Un’elezione ad alta tensione, dunque, tra crisi interna e polarizzazione…

Questa crisi di fiducia minaccia la stessa stabilità della democrazia americana e alimenta lo scetticismo tra i cittadini. Un Paese diviso indebolisce la sua autorevolezza sulla scena internazionale, offrendo un’opportunità alle potenze del Brics di ‘attaccare’ l’ordine stabilito, tanto più che le lotte economiche e i dibattiti sociali negli Usa sembrano oscurare la loro posizione di leader globale. Se le elezioni daranno un esito incerto o in qualche modo divisivo rispetto ai ‘valori’ occidentali incarnati da Kamala Harris, gli Stati Uniti rischiano di perdere credibilità e capacità di riunire i propri alleati occidentali.

E questo cosa potrebbe significare?

Questo disordine interno potrebbe rafforzare la posizione di Cina, Russia e degli altri membri del Brics, che vedrebbero in questa fragilità un’apertura per affermarsi come alternativa ora davvero reale a un modello occidentale in crisi.

Possiamo dire che i Brics sono alla ricerca di una sorta di rivincita storica?

Il blocco dei Brics, inizialmente formato come una coalizione economica, si è evoluto nel tempo in un fronte comune che cerca di stabilire un contrappeso politico e strategico all’influenza americana ed europea. Questi Paesi, ciascuno a modo suo, hanno ambizioni chiare di rivalutazione geopolitica, in particolare attraverso l’integrazione di nuovi Stati nella loro alleanza, come in America Latina e Africa, come recentemente è successo con Argentina ed Egitto.

Cosa vogliono esattamente?

Il loro obiettivo è chiaro: rompere la dominazione occidentale sulle strutture economiche e politiche globali, proponendo un modello multipolare che sfidi l’unipolarità americana. I Brics cercano anche di liberarsi dalla dipendenza dal dollaro americano, perché costituisce una minaccia diretta per la dominazione economica degli Stati Uniti.

- **DATI ARCHIVIATI**
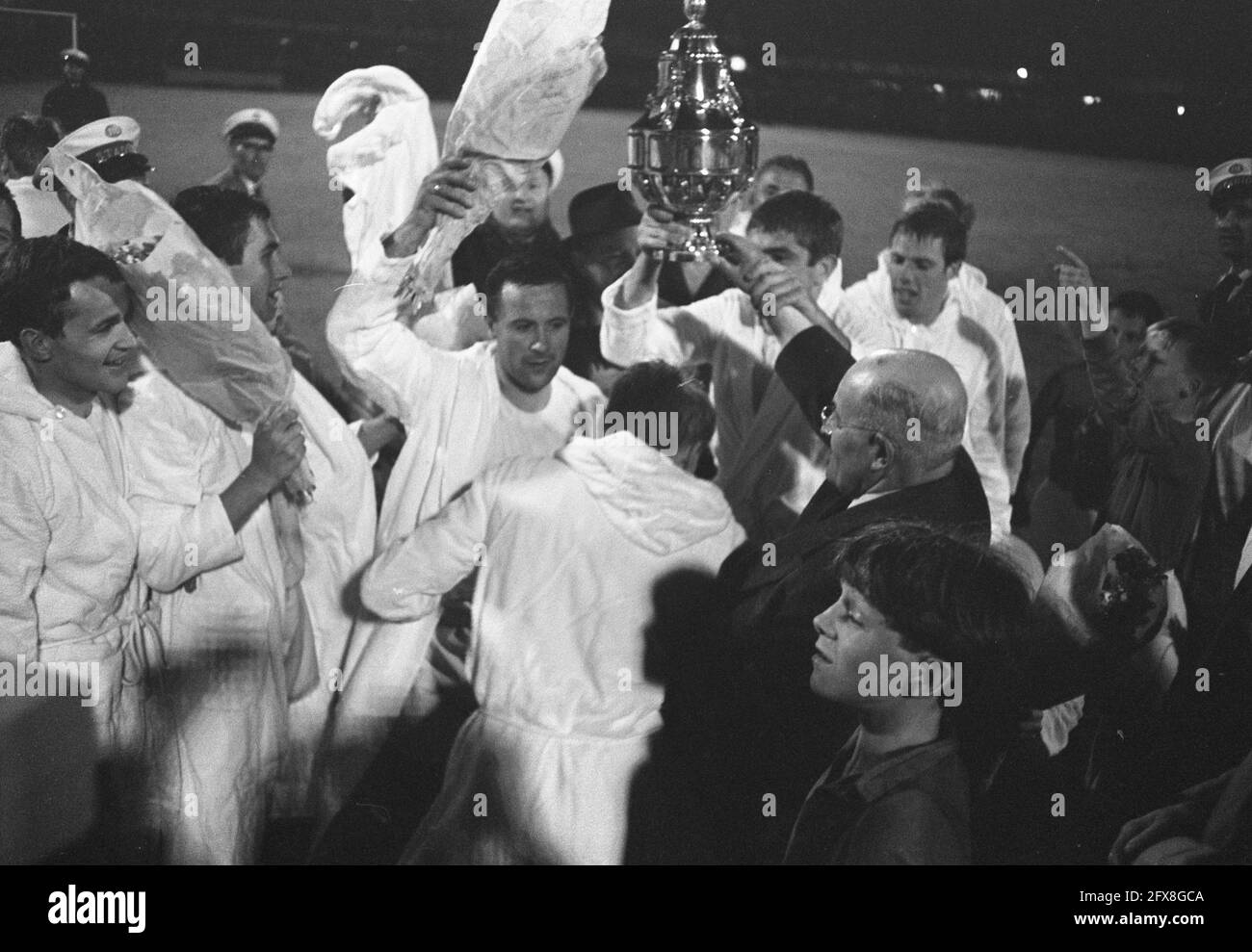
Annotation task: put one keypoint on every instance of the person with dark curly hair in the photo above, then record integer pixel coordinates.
(931, 619)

- **OBIETTIVO 1**
Riassumi il brano estratto in due frasi.
- **OBIETTIVO 2**
Nel brano estratto, come era stato formato inizialmente il blocco dei Brics?
- **OBIETTIVO 3**
Continua il brano estratto a partire dalla sua ultima frase.
I dati non hanno alcun ruolo in questo lavoro.

- **RISPOSTA SCRITTA 1**
La crisi di fiducia e le divisioni interne degli Stati Uniti minacciano la stabilità della democrazia americana e ne indeboliscono l'autorevolezza internazionale, offrendo un'opportunità alle potenze dei Brics. Nati come coalizione economica, i Brics sono diventati un fronte comune che punta a rompere la dominazione occidentale con un modello multipolare e a liberarsi dalla dipendenza dal dollaro.

- **RISPOSTA SCRITTA 2**
Come una coalizione economica.

- **RISPOSTA SCRITTA 3**
Con il Brics Pay ad esempio, che peraltro avrebbe anche effetti sull’euro…

Esatto, il Brics Pay è uno dei modi. Russia e Cina, in particolare, sono determinate a usare la loro influenza per creare reti finanziarie e commerciali indipendenti dal dollaro, il che indebolirebbe ulteriormente la posizione Usa. Quindi sì, assolutamente, questo progetto rientra in una volontà più ampia di rivincita storica nei confronti di quella che considerano una dominazione dell’Occidente, che per decenni ha sfruttato le risorse e i mercati di Paesi cosiddetti ‘in via di sviluppo’ a favore dei propri interessi.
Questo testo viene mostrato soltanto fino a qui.